REQUIRED TASK >> Recast the records below as a Markdown table with the columns Row and Record line, one row per line, skipping blank lines. Begin at the line that has "point_to(query) identifies every instance of the blue glazed" and stop after the line that has "x=211, y=244".

MATERIAL FOR THE TASK >>
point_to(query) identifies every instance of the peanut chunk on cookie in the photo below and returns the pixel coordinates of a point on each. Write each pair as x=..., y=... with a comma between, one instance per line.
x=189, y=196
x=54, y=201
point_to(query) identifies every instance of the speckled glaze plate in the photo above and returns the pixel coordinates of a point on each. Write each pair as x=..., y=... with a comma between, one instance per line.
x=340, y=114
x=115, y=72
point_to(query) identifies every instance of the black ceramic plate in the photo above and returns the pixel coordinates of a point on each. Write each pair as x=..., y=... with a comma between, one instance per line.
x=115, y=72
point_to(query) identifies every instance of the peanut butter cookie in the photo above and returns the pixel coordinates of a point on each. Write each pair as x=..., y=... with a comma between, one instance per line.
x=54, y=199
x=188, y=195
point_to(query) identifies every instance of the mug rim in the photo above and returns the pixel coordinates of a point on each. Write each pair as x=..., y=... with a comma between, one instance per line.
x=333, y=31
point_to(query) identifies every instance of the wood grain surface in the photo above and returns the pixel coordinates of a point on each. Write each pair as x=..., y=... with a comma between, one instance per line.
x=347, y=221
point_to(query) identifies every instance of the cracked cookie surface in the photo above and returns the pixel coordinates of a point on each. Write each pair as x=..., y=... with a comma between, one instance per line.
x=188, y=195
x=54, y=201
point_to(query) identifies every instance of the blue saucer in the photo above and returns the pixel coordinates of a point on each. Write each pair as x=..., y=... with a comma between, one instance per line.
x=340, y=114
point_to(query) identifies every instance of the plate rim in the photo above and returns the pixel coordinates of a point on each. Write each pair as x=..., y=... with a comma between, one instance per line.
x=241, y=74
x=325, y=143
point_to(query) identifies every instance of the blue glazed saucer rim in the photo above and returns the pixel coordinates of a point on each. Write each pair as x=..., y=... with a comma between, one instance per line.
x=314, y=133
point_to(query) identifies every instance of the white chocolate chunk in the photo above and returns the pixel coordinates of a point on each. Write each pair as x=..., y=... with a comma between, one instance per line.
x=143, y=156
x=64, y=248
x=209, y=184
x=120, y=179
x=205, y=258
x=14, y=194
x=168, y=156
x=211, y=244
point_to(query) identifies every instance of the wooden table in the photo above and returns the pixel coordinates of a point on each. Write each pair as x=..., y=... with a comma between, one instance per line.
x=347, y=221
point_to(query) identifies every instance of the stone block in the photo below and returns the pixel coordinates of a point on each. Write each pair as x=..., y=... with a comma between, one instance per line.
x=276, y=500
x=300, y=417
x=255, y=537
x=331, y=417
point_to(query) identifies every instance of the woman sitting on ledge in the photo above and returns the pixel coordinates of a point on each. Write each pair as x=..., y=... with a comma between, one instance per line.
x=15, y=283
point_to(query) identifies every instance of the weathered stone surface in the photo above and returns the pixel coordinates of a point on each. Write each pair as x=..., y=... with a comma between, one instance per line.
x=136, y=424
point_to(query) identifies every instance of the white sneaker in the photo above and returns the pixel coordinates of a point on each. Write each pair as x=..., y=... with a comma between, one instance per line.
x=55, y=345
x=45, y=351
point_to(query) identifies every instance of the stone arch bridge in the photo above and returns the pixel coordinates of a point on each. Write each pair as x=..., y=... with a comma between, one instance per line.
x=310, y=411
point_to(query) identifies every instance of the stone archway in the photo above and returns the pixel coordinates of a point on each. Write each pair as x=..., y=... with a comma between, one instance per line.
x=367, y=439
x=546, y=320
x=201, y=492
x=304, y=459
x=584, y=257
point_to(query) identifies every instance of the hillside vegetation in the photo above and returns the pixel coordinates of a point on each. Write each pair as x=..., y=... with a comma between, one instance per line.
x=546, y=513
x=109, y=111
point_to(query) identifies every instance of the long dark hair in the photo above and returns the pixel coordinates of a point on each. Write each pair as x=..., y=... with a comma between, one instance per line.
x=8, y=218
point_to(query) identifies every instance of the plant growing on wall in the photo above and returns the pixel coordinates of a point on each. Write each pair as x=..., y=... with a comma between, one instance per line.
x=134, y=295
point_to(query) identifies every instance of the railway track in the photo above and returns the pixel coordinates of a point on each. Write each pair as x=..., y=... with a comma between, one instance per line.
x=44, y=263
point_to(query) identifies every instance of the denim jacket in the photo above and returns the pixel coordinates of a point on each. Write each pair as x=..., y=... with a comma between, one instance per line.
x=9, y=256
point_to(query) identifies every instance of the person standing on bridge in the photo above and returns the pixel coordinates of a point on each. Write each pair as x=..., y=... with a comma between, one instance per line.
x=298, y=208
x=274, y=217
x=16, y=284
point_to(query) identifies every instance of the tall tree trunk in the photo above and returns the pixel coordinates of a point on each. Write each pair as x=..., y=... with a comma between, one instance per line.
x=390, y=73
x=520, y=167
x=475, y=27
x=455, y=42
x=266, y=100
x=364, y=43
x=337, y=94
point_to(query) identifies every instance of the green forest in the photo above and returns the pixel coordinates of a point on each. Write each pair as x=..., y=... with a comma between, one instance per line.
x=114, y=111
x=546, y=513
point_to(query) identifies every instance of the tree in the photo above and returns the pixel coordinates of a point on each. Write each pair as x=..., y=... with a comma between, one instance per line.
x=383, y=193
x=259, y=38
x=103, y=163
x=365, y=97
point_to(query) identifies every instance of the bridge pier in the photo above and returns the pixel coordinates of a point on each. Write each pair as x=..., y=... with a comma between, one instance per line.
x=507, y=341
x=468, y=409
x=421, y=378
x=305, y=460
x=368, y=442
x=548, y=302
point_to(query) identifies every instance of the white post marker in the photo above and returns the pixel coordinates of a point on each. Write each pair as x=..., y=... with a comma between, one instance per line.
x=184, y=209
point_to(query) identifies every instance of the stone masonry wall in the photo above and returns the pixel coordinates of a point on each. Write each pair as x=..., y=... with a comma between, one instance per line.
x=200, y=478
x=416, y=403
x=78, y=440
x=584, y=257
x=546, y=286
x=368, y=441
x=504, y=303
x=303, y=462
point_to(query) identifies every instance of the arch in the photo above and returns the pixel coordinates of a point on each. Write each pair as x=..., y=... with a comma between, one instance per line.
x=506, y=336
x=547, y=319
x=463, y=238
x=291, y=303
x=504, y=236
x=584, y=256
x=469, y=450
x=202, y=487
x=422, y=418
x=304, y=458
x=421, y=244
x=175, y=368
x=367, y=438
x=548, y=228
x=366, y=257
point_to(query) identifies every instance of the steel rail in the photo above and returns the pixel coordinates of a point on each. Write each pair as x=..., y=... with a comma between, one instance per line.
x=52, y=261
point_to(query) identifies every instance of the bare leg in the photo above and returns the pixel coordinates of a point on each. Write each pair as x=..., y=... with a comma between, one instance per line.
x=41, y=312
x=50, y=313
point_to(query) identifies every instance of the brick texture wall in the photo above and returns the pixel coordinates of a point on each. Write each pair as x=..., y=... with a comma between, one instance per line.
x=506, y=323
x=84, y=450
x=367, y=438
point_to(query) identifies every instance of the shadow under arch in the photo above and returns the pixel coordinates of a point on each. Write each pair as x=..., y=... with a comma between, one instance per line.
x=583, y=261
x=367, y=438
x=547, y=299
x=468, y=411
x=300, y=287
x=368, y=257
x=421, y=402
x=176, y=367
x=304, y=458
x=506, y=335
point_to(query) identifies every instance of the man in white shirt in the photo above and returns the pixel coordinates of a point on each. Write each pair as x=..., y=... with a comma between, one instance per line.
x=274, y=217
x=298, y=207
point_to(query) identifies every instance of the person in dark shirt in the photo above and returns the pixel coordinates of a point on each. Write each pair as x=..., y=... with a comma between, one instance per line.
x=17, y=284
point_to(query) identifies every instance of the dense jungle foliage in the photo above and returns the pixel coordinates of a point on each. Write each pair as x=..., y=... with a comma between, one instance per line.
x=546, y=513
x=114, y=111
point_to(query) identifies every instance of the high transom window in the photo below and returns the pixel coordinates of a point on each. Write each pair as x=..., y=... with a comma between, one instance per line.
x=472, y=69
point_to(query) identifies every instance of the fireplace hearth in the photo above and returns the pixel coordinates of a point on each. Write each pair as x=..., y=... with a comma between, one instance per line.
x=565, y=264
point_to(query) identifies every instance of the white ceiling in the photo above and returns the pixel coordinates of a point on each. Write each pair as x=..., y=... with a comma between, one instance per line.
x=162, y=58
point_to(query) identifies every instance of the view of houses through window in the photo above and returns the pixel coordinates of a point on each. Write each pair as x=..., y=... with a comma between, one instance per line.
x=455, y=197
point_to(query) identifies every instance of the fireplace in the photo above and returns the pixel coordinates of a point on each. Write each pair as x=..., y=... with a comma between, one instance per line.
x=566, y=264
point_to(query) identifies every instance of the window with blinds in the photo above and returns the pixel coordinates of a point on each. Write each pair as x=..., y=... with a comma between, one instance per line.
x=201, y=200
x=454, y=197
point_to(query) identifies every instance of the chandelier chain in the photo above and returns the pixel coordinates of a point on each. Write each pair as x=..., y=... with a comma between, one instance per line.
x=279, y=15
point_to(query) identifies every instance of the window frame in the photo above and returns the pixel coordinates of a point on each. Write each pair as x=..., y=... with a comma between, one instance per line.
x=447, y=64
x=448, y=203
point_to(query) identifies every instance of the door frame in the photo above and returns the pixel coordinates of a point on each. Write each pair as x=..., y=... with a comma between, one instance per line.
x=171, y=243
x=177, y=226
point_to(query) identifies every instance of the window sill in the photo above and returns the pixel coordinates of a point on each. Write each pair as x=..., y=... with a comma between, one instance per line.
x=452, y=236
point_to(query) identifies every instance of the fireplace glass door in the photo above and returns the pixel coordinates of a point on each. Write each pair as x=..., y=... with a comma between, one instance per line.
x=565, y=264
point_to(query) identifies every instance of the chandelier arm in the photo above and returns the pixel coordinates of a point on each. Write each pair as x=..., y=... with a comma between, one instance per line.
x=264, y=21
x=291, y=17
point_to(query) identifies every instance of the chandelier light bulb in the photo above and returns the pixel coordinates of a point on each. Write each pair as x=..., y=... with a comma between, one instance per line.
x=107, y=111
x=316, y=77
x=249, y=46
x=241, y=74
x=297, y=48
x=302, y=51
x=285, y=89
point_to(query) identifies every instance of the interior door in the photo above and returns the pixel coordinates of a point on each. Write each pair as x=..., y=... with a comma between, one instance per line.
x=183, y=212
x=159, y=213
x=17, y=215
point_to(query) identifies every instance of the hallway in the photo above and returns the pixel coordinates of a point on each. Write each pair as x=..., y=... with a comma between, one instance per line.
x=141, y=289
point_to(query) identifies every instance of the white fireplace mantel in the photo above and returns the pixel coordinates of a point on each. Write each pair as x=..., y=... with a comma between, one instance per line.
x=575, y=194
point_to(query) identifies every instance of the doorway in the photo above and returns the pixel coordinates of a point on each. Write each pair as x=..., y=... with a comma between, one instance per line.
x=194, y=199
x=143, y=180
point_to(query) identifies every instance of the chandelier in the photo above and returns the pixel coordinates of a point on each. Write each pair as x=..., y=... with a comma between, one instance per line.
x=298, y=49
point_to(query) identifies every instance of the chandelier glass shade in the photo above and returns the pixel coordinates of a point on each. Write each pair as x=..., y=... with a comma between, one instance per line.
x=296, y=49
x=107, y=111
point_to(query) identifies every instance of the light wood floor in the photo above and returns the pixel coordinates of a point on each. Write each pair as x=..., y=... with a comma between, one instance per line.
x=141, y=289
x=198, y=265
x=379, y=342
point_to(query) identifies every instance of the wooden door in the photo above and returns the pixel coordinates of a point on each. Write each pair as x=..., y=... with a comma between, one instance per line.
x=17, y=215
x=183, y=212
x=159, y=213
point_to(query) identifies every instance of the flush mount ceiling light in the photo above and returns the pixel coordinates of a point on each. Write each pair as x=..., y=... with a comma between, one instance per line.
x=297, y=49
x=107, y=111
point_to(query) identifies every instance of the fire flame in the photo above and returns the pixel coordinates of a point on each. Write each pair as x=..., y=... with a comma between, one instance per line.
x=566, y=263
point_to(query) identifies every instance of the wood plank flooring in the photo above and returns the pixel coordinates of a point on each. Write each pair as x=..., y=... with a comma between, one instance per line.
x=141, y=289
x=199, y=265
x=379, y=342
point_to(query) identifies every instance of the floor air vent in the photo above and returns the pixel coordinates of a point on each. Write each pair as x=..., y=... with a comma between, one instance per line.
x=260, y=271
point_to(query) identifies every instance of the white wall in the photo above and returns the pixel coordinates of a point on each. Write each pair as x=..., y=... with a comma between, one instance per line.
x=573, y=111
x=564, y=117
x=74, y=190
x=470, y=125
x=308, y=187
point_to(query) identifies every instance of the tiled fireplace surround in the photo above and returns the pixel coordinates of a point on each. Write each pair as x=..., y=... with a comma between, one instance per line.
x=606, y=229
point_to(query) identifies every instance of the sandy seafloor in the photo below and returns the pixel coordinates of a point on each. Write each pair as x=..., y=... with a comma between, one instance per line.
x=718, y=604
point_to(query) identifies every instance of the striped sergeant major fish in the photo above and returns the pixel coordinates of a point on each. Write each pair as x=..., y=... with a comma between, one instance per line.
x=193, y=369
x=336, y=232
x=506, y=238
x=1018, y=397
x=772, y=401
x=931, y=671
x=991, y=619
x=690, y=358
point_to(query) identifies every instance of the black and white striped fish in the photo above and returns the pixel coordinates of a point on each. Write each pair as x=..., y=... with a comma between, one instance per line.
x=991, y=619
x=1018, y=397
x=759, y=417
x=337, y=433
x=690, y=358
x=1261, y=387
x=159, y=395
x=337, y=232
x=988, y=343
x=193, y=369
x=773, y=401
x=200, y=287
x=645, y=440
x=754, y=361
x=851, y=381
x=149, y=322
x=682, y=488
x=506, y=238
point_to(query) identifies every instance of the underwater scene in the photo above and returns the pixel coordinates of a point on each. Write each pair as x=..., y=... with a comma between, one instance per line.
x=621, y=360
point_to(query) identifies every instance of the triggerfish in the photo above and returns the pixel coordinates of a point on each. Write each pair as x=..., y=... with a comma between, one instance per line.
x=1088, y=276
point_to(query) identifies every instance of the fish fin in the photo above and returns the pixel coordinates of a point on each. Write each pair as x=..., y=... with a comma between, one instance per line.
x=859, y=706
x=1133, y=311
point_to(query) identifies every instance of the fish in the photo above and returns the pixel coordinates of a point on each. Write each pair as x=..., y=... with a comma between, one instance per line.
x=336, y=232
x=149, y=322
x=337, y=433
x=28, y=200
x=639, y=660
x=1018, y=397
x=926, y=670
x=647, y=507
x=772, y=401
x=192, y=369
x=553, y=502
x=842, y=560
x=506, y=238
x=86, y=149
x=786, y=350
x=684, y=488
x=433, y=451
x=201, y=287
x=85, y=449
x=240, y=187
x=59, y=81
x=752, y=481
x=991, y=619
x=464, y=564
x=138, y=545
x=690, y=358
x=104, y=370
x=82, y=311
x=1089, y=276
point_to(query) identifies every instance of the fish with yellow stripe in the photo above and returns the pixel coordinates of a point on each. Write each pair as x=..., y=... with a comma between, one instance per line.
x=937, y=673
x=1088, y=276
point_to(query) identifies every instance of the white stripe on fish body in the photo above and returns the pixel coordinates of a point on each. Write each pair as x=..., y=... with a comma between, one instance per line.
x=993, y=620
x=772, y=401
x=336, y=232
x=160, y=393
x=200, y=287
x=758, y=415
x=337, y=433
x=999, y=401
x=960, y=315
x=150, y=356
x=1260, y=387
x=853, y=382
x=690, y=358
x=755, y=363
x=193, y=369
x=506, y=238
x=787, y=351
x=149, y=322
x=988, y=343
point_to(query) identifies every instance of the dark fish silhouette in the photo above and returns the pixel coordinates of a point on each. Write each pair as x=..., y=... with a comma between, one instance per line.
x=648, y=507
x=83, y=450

SOLUTION >>
| Row | Record line |
|---|---|
| 1 | point_to(query) identifies every instance of the blue glazed saucer rim in the photo above and returns the pixel coordinates of a point on each. Write each pair as x=..., y=... with a comma between, one instance per line. |
| 2 | x=314, y=133 |
| 3 | point_to(query) identifies every instance of the white chocolate chunk in the photo above and returns the pixel coordinates of a point on each. Write each pair as x=..., y=... with a comma between, one instance per line. |
| 4 | x=143, y=156 |
| 5 | x=64, y=248 |
| 6 | x=209, y=184 |
| 7 | x=120, y=179 |
| 8 | x=205, y=258 |
| 9 | x=14, y=194 |
| 10 | x=168, y=156 |
| 11 | x=211, y=244 |